Instructions:
(1) Summarize the household debt report in two sentences.
(2) Answer these questions from the household debt report:
(a) By how much did total debt balances rise in the April-to-June period?
(b) What was the total of mortgage originations over the past four quarters?
(c) Which institution reported the figures?

Source passage:
* * * * * * *

- Household debt rose $313 billion in the second quarter to nearly $15 trillion.
- In dollar terms, that was the fastest growth since the second quarter of 2007, and at 2.1% was the fastest percent increase in seven and a half years.
- Over the past four quarters, mortgage originations have totaled close to $4.6 trillion, amounting to 44% of all outstanding home loan balances.
Household debt rose by its highest dollar amount in 14 years during the second quarter, thanks mostly to a surge in the housing market that brought the collective American IOU to just shy of $15 trillion, the Federal Reserve reported Tuesday.
Total debt balances jumped $313 billion in the April-to-June period, the sharpest rise since the same period in 2007.
As a share of debt, that represented a 2.1% increase, the fastest pace since the fourth quarter of 2013.

* * * * * * *

Data for analysis:
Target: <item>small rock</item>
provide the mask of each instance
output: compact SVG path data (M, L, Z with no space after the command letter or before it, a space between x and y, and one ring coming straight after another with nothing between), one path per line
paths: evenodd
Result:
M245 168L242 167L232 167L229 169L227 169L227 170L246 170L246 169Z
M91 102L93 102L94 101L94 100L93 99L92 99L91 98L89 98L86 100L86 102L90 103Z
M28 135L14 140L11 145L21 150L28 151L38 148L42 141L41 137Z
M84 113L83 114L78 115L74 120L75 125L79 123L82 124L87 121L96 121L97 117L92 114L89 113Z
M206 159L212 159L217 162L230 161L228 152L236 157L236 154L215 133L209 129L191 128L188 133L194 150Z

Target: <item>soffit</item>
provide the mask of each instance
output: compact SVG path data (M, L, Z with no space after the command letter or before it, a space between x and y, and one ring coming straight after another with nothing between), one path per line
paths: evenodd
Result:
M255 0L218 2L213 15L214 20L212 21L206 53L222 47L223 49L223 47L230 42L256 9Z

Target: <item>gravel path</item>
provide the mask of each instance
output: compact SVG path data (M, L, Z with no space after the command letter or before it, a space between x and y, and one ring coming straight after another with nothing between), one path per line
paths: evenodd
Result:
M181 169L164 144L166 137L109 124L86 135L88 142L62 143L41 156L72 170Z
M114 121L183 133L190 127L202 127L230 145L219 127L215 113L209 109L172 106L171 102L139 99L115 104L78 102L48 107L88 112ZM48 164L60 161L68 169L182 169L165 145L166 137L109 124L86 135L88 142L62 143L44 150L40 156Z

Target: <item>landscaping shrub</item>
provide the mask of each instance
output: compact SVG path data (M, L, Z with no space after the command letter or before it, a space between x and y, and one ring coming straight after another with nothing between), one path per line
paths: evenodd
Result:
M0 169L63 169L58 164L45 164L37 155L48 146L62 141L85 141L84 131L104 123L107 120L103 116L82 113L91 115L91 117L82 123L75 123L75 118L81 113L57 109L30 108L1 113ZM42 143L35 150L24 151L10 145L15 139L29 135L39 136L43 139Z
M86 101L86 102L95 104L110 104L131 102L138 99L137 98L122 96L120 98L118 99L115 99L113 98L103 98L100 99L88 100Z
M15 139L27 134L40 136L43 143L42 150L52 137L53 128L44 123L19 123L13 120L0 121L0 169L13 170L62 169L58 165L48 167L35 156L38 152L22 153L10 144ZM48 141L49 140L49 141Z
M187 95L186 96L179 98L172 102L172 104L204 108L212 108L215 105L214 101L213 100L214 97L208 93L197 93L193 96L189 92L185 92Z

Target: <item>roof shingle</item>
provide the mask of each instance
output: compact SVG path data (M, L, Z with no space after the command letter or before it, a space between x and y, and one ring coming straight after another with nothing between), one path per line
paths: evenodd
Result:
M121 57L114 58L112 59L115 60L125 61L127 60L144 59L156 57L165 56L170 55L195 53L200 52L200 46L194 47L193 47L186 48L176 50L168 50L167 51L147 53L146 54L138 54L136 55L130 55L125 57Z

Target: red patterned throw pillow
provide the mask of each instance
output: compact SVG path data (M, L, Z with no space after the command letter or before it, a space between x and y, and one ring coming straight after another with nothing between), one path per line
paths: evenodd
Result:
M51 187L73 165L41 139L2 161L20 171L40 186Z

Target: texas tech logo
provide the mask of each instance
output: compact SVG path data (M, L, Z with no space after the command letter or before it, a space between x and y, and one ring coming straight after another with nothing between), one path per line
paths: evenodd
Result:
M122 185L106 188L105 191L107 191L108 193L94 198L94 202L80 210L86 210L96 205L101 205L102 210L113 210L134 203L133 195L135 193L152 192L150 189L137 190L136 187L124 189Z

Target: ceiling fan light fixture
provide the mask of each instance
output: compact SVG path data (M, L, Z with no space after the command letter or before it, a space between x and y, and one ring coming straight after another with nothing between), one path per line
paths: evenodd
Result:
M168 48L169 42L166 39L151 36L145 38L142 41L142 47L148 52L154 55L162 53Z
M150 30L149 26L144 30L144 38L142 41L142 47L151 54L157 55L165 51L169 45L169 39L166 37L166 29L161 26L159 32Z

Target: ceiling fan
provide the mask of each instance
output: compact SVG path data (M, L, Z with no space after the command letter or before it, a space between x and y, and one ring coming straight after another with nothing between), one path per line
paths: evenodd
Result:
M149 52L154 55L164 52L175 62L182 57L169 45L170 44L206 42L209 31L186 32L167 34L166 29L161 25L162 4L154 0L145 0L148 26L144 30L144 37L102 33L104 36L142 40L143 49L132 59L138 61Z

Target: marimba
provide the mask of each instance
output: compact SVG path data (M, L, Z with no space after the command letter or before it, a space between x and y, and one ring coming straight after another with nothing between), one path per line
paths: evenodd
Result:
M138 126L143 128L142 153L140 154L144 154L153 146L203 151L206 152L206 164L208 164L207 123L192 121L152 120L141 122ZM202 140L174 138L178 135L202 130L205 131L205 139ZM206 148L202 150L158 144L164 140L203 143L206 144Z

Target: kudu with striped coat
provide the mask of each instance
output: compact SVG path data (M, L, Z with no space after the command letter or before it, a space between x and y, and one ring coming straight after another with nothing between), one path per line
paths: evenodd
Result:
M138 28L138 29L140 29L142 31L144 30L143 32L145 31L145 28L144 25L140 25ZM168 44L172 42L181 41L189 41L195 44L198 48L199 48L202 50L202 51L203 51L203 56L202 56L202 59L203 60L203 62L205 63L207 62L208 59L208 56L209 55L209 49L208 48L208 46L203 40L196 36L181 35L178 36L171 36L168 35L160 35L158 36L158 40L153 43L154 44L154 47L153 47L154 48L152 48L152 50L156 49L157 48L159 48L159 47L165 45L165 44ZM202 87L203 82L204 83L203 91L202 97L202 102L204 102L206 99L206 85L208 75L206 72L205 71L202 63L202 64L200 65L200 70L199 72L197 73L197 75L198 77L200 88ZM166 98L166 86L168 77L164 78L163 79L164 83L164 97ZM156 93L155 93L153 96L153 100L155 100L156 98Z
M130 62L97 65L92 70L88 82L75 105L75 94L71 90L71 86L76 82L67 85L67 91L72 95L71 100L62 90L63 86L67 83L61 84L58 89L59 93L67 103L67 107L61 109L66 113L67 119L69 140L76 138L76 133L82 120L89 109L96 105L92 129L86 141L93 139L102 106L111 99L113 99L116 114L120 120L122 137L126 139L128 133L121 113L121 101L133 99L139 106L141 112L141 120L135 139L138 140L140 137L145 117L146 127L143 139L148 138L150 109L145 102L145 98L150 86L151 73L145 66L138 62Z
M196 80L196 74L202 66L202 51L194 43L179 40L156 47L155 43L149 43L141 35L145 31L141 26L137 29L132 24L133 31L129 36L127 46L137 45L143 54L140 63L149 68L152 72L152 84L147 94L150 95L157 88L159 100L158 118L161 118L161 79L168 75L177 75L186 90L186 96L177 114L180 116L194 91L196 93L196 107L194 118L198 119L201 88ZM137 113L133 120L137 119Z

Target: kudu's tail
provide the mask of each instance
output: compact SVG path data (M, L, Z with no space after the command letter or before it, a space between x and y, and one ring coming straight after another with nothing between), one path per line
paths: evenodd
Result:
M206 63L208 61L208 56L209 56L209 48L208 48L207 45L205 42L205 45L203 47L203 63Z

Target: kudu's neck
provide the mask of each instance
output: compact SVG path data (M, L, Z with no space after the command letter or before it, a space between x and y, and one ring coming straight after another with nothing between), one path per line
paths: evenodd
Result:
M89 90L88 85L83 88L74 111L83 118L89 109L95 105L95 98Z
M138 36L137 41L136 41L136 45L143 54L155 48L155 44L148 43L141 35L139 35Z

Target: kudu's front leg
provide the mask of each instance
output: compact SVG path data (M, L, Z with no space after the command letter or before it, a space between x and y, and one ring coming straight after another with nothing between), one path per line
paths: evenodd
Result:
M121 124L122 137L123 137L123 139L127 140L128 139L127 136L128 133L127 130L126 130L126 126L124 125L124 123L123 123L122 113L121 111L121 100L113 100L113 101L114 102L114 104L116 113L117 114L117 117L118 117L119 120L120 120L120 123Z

* * * * * * *

Numbered answers:
(1) Household debt rose $313 billion in the second quarter to nearly $15 trillion, the largest dollar increase since the second quarter of 2007, driven mostly by a surge in the housing market, according to the Federal Reserve. The 2.1% rise was the fastest percentage pace since the fourth quarter of 2013, and mortgage originations over the past four quarters totaled close to $4.6 trillion.

(2)
(a) $313 billion
(b) Close to $4.6 trillion
(c) The Federal Reserve